● Records of labeled points:
## Start

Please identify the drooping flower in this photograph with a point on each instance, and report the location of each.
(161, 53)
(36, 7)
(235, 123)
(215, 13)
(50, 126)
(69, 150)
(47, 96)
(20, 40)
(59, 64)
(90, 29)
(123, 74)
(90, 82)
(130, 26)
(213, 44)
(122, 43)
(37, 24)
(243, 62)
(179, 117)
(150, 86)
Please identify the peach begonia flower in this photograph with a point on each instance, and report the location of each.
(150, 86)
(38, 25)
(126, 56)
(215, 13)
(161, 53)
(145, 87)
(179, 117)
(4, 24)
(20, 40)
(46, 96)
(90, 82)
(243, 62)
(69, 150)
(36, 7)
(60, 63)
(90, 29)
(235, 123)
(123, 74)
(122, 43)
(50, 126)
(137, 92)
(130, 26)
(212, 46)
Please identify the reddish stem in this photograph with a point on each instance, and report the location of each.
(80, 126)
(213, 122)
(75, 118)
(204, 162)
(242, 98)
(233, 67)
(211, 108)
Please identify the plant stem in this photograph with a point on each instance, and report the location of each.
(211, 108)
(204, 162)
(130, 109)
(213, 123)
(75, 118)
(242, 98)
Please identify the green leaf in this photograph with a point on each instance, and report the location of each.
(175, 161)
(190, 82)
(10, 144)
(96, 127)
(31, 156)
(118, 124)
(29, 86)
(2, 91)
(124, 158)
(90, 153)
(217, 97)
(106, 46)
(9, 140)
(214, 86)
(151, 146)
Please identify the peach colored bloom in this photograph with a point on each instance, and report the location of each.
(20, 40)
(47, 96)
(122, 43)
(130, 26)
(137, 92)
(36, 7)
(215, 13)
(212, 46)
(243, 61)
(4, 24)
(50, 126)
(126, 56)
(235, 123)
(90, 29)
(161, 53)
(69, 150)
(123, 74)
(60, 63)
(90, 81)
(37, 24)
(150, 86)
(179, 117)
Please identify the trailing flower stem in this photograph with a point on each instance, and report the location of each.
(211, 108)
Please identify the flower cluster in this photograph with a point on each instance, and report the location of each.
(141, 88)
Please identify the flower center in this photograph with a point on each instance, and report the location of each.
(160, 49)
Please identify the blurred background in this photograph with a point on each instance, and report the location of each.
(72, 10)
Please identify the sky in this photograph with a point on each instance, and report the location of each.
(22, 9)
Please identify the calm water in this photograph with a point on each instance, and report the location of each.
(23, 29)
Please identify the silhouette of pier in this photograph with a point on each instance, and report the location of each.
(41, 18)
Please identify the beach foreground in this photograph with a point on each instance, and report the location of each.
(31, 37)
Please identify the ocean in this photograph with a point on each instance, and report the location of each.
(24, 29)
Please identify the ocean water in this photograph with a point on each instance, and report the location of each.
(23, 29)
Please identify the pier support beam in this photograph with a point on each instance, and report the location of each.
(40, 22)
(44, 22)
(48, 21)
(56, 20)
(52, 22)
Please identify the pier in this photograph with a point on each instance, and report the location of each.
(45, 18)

## End

● WHAT IS EXPECTED: Output all of the data again. Match it exactly.

● RESULT:
Please identify the drooping flower in this photograph with a point on each instance, and report the location of each.
(161, 53)
(36, 7)
(235, 123)
(215, 13)
(50, 126)
(69, 150)
(47, 96)
(20, 40)
(59, 64)
(90, 29)
(123, 74)
(90, 82)
(130, 26)
(213, 44)
(122, 43)
(37, 24)
(243, 62)
(179, 117)
(150, 86)
Please identify the peach begonia flower in this photograph with a point on each instance, and report the location of each.
(150, 86)
(38, 25)
(126, 56)
(215, 13)
(161, 53)
(145, 87)
(179, 117)
(4, 24)
(20, 40)
(46, 96)
(90, 82)
(243, 62)
(69, 150)
(36, 7)
(60, 63)
(90, 29)
(235, 123)
(123, 74)
(122, 43)
(50, 126)
(137, 92)
(130, 26)
(212, 46)
Please identify the reddish stem in this photograph with a point on each instance, and report the location of each.
(80, 126)
(213, 122)
(75, 118)
(204, 162)
(242, 98)
(233, 67)
(211, 108)
Please identify the plant stem in this photograph with a point on each instance, and report the location of each.
(211, 108)
(204, 162)
(130, 109)
(213, 123)
(75, 118)
(242, 98)
Please identify the green leaf in this photograph with a point on each instance, and report the location of each.
(175, 161)
(190, 82)
(10, 144)
(96, 127)
(31, 156)
(118, 124)
(29, 86)
(2, 91)
(124, 158)
(90, 153)
(217, 97)
(106, 46)
(9, 140)
(214, 86)
(151, 146)
Please identify the peach colored bloom in this photograph with a point on each instance, and report the location of each.
(20, 40)
(47, 96)
(122, 43)
(130, 26)
(137, 92)
(36, 7)
(215, 13)
(212, 46)
(243, 61)
(4, 24)
(50, 126)
(126, 56)
(235, 123)
(90, 29)
(161, 53)
(69, 150)
(123, 74)
(60, 63)
(90, 81)
(37, 24)
(150, 86)
(179, 117)
Please identify the trailing flower stem in this photograph with a point on each instance, and report the location of each.
(211, 108)
Please identify the flower cluster in this photograph with a point on each instance, and report the location of each.
(141, 88)
Please identify the flower center in this photograph with a point on each instance, and report the location of each.
(160, 49)
Please identify the blurred background in this photograph with a point on each instance, and report the location of each.
(72, 10)
Please identify the sky in this photograph with a point on each instance, and report the location of each.
(22, 9)
Please identify the calm water in this photograph with a point on each instance, and report the location of each.
(23, 29)
Please identify the silhouette of pier in this photograph with a point on each instance, and report the location of each.
(41, 18)
Please identify the beach foreground in this photograph with a point on each instance, and report the location of each.
(31, 37)
Please identify the ocean in this photograph with a point on each instance, and report the location of each.
(24, 29)
Please identify the ocean water in this photograph with a point on each instance, and report the location of each.
(23, 29)
Please identify the pier support beam in this photograph with a point on each instance, and report the location of each.
(40, 22)
(44, 22)
(48, 21)
(56, 20)
(52, 22)
Please identify the pier in this photograph with a point on each instance, and report the location of each.
(45, 18)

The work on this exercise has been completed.